▸ AIM
Write out the part of the yarn twister thread between "I'm on my second" and "sometimes knitted up.", inclusive, word for word.

# Yarn twister v Yarn winder



## GrandmaLiz (Dec 31, 2012)

Hi all,
I am thinking of buying a Daruma yarn twister but I am reluctant to spend the money if the result isn't much different to winding the yarns together with a yarn winder. I have a 'twisting yarn stack' but I don't think that is very good - the yarn doesn't seem to feed very well i.e. the lower cone's yarn through the one above, the yarns seem to catch on the inside of the top cone. Can anyone tell me if the Daruma is much better than the stack or ordinary winder?


----------



## Azzara (Jan 23, 2014)

GrandmaLiz said:


> Hi all,
> I am thinking of buying a Daruma yarn twister .... Can anyone tell me if the Daruma is much better than the stack or ordinary winder?


I find it much better.


----------



## KateWood (Apr 30, 2011)

I like my Daruma. don't see how stacking the yarns would really work as well.


----------



## llamagenny (Feb 26, 2013)

I definitely use my daruma to make up yarns of different textures and gauge.


----------



## IreneWoods (Sep 19, 2012)

I'm on my second Daruma yarn twister, having worn out the first one. It blends the yarn much better than working from a yarn stack. The yarn stack system, for me at least, sometimes produces "splotchy" coloration, similar to how old variegated yarns sometimes knitted up. 

The benefit of a stack system....you can make one very inexpensively, even using cardboard boxes, if that's all you have on hand. And the yarn blends better if you wind it several times. Always pull from the center of the ball or cake when rewinding; this introduces more twist, and that's what you want in this case


----------



## knittingmaza (Oct 19, 2012)

What is a Daruma? Marion


----------



## MKEtc.com (Aug 14, 2013)

knittingmaza said:


> What is a Daruma? Marion


Manual

http://machineknittingetc.com/daruma-hometwisterr-user-manual.html


----------



## roseknit (Apr 2, 2011)

Looks just like the wool winder I have


----------



## euvid (Apr 2, 2011)

It is different. The gears are different as are the wires that hold the yarn. I was thinking of getting the Hague electric twister, and then looked in my stash of toys and found I had bought the Dahrma on eBay a while back. If you want to do a lot of twisting then the electric one is nice. You can also use a spinning wheel which is nice as you you use your feet to do the work and don't tire you hands and wrist.

(Lines of data)
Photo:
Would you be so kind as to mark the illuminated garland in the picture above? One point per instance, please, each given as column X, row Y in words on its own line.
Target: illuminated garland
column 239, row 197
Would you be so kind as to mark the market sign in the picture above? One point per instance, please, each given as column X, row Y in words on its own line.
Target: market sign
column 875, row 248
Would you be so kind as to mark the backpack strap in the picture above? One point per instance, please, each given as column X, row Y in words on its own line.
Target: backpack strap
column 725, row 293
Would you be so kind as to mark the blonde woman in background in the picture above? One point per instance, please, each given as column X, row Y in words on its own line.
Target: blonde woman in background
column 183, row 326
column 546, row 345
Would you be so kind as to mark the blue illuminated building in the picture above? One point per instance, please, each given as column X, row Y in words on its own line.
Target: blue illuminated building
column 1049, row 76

▸ FULL OUTPUT
I'm on my second Daruma yarn twister, having worn out the first one. It blends the yarn much better than working from a yarn stack. The yarn stack system, for me at least, sometimes produces "splotchy" coloration, similar to how old variegated yarns sometimes knitted up.